● Exercise
Rewrite every one of the records below as a numbered list, one line per item, with blank lines dropped and the pictures left out.

---------- Source data

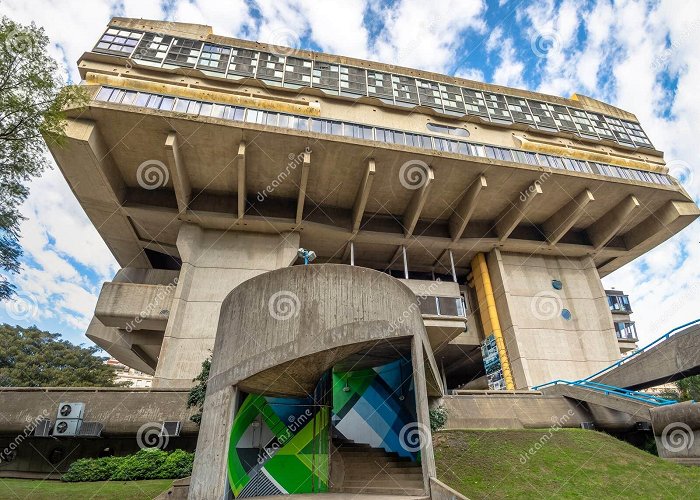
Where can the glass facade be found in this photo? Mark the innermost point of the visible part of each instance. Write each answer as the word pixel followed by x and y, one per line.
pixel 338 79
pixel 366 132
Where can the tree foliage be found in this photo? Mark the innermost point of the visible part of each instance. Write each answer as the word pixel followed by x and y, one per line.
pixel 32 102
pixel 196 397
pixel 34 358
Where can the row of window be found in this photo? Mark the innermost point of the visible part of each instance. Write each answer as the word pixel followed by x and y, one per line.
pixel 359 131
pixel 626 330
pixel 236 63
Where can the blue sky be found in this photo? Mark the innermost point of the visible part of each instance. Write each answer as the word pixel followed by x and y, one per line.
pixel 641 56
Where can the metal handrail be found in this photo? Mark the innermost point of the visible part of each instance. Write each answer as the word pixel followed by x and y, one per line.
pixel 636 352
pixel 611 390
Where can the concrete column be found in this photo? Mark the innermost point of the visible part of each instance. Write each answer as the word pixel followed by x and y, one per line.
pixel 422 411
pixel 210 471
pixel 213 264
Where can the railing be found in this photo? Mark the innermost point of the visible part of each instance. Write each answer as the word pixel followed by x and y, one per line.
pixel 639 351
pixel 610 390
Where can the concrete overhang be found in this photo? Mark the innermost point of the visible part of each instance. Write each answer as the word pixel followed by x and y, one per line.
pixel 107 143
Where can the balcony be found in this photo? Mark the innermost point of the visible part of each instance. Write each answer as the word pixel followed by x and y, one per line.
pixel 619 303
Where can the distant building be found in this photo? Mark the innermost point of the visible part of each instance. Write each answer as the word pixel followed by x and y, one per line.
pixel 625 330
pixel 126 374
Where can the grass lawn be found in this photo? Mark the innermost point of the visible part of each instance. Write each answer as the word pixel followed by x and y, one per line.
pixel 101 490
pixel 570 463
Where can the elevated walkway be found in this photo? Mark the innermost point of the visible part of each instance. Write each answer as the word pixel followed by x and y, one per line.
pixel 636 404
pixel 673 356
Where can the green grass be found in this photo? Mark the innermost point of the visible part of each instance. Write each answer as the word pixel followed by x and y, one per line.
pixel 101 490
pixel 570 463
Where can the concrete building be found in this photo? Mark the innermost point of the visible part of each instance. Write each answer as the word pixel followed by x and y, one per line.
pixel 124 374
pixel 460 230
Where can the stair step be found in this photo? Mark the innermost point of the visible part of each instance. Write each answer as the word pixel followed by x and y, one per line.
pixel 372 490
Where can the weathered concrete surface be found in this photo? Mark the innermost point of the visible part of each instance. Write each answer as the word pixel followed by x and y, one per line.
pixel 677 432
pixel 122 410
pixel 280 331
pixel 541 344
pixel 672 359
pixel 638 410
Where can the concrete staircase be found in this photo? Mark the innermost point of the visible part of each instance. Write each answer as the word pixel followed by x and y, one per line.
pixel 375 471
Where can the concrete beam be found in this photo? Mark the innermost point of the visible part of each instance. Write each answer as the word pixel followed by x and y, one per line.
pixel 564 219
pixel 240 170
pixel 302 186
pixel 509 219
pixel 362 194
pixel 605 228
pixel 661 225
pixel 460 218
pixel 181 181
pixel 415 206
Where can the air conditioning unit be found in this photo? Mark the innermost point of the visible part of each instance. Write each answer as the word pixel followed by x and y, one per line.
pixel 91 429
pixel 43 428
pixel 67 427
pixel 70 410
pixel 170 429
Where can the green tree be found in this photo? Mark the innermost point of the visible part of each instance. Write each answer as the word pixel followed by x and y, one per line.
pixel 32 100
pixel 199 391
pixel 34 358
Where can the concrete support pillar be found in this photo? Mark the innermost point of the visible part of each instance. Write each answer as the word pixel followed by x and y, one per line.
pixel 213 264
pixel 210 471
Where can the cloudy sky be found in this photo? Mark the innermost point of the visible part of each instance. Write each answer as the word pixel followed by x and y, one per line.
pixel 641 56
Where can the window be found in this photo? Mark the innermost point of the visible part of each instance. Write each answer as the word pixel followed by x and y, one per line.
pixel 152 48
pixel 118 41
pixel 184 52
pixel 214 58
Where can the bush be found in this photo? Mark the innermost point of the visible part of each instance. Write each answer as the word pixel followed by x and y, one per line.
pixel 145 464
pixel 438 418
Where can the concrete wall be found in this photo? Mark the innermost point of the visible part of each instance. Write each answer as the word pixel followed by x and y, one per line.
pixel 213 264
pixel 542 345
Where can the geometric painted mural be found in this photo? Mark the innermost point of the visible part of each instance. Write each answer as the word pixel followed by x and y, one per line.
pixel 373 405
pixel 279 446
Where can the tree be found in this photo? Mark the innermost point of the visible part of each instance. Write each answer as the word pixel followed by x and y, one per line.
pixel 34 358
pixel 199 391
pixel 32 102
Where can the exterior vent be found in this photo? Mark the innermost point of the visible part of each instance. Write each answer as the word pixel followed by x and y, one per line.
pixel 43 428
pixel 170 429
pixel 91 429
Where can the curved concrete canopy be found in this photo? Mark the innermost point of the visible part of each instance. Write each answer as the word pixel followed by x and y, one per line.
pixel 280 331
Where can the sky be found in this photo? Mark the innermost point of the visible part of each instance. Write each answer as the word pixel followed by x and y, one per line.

--------------------

● Result for this exercise
1. Where can the glass facade be found in this photo? Mark the innermost point of the visible part of each instance. Write each answer as the word pixel followed by x and y, one per line.
2. pixel 338 79
3. pixel 366 132
4. Where can the tree foliage be found in this photo? Mark the innermost point of the visible part of each instance. Write each answer as the word pixel followed by x and y, one per line.
5. pixel 32 102
6. pixel 196 397
7. pixel 34 358
8. Where can the row of window be found in this photo? Mark the innermost point of the visible part of each instance. Write each answer as the word pixel followed by x and y, one per line.
9. pixel 359 131
10. pixel 626 330
11. pixel 236 63
12. Where can the blue sky be found in this photo? Mark the innermost point of the visible part of each instance. Write each answer as the word pixel followed by x and y, one per line.
13. pixel 641 56
14. Where can the metal handrail be found in this photo? Mark the innermost point of the visible part of each instance. Write each answer as the word pixel followed by x and y, one per line.
15. pixel 636 352
16. pixel 611 390
17. Where can the concrete column be found in this photo? Mark the innermost point of the visible part of each instance. Write each answer as the word pixel followed by x and y, one per line.
18. pixel 422 411
19. pixel 210 471
20. pixel 213 264
21. Where can the railing be found in this photo? Mark the innermost point of the visible part of each instance. Write each answer as the word pixel followed by x and y, one per line.
22. pixel 639 351
23. pixel 610 390
24. Where can the concrete overhang be found in this photo? Mark the innermost point of the visible part of each instance. Write each answer as the word pixel followed by x and y, one per line.
25. pixel 107 143
26. Where can the balcony be found in this photo? Mark the innermost point of the visible part of each instance. Write each answer as the word pixel followed by x and y, one per line.
27. pixel 619 303
28. Where can the distant building be found in this photo? Mark the innermost point of the visible part of each instance. Write each answer as the word pixel followed by x and y, one per line.
29. pixel 625 330
30. pixel 126 374
31. Where can the grass lawn be found in this photo? Mark the innermost point of the visible part of each instance. Write each answer as the word pixel followed by x and y, one per line.
32. pixel 101 490
33. pixel 570 463
34. Where can the elevated walkway be found in this photo? Mark the innermost point of the visible part of each instance. Write each answer as the word pixel followed by x and y, one per line.
35. pixel 636 404
36. pixel 673 356
37. Where can the green grass be found in this photo? Mark the innermost point of the visible part of each instance. Write each answer as the word pixel followed by x and y, one per line.
38. pixel 101 490
39. pixel 570 463
40. Where can the concrete building be found in this photo? Mark the innermost point of the visible part of each instance. Write each answer as the word pixel followed by x and y, one per line.
41. pixel 124 374
42. pixel 460 230
43. Where can the stair step be found in this photo? Mark the innermost point of the visible part of each instance. Write each answer as the word pixel followed by x and y, one per line.
44. pixel 372 490
45. Where can the weathered concrete surface be found in this photo? Mark the innermost point of the visible part of each instance. Write each answer as the word pixel followed by x and y, one per line.
46. pixel 677 432
47. pixel 122 410
48. pixel 280 331
49. pixel 541 344
50. pixel 672 359
51. pixel 638 410
52. Where can the concrete staircase be found in this photo? Mark the innermost point of the visible part of each instance. Write each answer as the word pixel followed by x and y, one per line.
53. pixel 375 471
54. Where can the concrete beam be found in this photo? Mark the innermost point of the visible part of each instance. Write each answer as the word pixel followed by x and y, one per line.
55. pixel 564 219
56. pixel 240 170
57. pixel 302 186
58. pixel 509 219
59. pixel 362 194
60. pixel 605 228
61. pixel 661 225
62. pixel 460 218
63. pixel 181 181
64. pixel 415 206
65. Where can the air conditioning unit be found in this photo? Mark the innermost point of the visible part of each instance. Write each answer as the word pixel followed by x and y, one per line.
66. pixel 91 429
67. pixel 43 428
68. pixel 67 427
69. pixel 70 410
70. pixel 170 429
71. Where can the green tree be found in this photo? Mark the innermost point of the visible part of each instance. Write each answer as the word pixel followed by x and y, one per line.
72. pixel 32 100
73. pixel 199 391
74. pixel 34 358
75. Where can the concrete support pillar be found in this photo? Mark the innermost point of the visible part of each instance. Write each answer as the word pixel followed by x and y, one per line.
76. pixel 213 264
77. pixel 210 471
78. Where can the cloudy sky be found in this photo? Mark the innermost point of the visible part of each instance. Write each answer as the word pixel followed by x and y, one per line.
79. pixel 641 56
80. Where can the window be found in this photo? Mark the innermost point of the visible part of each instance. Write each answer as the word pixel followed by x and y, one per line.
81. pixel 152 48
82. pixel 118 41
83. pixel 184 52
84. pixel 214 58
85. Where can the bush be found in this photo? Mark the innermost point of the visible part of each instance. Write each answer as the word pixel followed by x and y, one per line.
86. pixel 145 464
87. pixel 438 418
88. Where can the concrete wall be found in this photo? Mark the innermost point of the visible part of each instance. Write each answer as the word pixel followed by x and y, one per line.
89. pixel 213 264
90. pixel 542 345
91. Where can the geometric painted mural be found in this photo? Mark the innermost point of the visible part of each instance. Write each answer as the word pixel followed by x and y, one per line.
92. pixel 373 405
93. pixel 279 446
94. Where can the tree be found in this photo? Mark the innermost point of the visible part of each instance. Write each answer as the word pixel followed by x and y, one per line.
95. pixel 34 358
96. pixel 199 391
97. pixel 32 102
98. Where can the exterior vent be found in this photo? Mark the innermost point of the visible part of each instance. Write each answer as the word pixel followed by x and y, one per line.
99. pixel 43 428
100. pixel 170 429
101. pixel 91 429
102. Where can the curved concrete canopy be found in this photo? Mark the innermost point of the visible part of each instance. Write each answer as the word pixel followed by x and y, one per line.
103. pixel 280 331
104. Where can the sky be found in this photo? Mark the innermost point of the visible part of each instance. Write each answer as the word pixel followed by x and y, one per line.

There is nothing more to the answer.